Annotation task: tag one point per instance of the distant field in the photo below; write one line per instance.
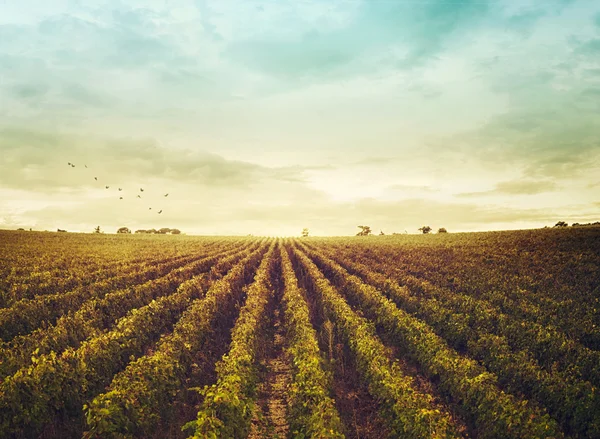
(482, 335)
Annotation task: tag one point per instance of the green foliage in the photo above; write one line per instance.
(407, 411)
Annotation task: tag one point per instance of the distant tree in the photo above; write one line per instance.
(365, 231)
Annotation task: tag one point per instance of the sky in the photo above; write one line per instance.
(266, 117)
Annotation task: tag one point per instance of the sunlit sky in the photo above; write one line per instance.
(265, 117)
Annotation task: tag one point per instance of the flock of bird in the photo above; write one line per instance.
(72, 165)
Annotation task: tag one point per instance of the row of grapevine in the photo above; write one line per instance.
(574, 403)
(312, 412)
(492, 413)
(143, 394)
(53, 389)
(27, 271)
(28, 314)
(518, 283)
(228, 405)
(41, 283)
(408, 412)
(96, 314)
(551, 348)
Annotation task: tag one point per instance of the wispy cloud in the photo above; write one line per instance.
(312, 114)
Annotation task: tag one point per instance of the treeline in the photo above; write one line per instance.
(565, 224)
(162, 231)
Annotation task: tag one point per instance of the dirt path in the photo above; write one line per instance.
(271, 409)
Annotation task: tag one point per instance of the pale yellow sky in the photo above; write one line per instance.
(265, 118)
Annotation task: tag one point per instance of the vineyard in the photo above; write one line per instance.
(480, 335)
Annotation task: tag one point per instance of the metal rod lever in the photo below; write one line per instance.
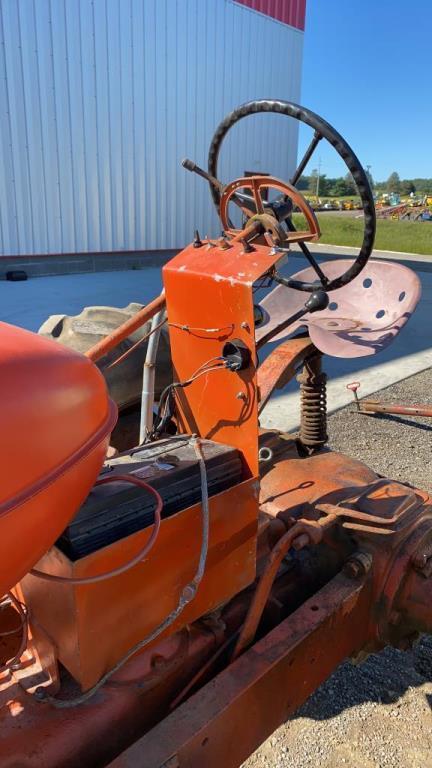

■ ■ ■

Reproduce every line of the records above verbatim, omitting the pictures.

Output of the task -
Annotation task: tag one point per instance of the distant field in the photo below; write one line per instance.
(482, 335)
Annotation task: tag one point per instance of the green foliage in the photo above; write one line per instance.
(407, 411)
Annotation task: tag one point per instance of the distant tree in the photo above; write one line per instance.
(365, 231)
Annotation task: tag one point per instance of the sky in the photo above; write one line per instance.
(266, 117)
Annotation task: tag one point per instance of the sunlit sky in the photo above; write one line per instance.
(265, 117)
Annotation task: tag one point per instance of the flock of bird in the photo above; write one line per instance.
(72, 165)
Annotation task: tag one point per instance of the row of grapevine in the photo above; write one line per instance.
(574, 403)
(312, 412)
(492, 413)
(143, 394)
(53, 389)
(27, 271)
(28, 314)
(518, 283)
(228, 405)
(41, 283)
(408, 412)
(96, 314)
(551, 348)
Annotation task: tag one point per instance of the wispy cloud in the photo above; write one line per instance.
(312, 114)
Annotation task: tag one point per instance of the treeline in the photo above; write one line per instance.
(565, 224)
(162, 231)
Annotation task: tag one point per instance of the dirt path in the photo above; write one line per instance.
(271, 409)
Annotation task: tag one point per instance of the pale yellow sky in the photo above; write one line per instance.
(265, 118)
Annotation task: tag one point per instance of the vineyard in the photo above; write one line per instance.
(480, 335)
Annotation task: tag one point per instance of the metal rod lever in the photo below; write one line per instance.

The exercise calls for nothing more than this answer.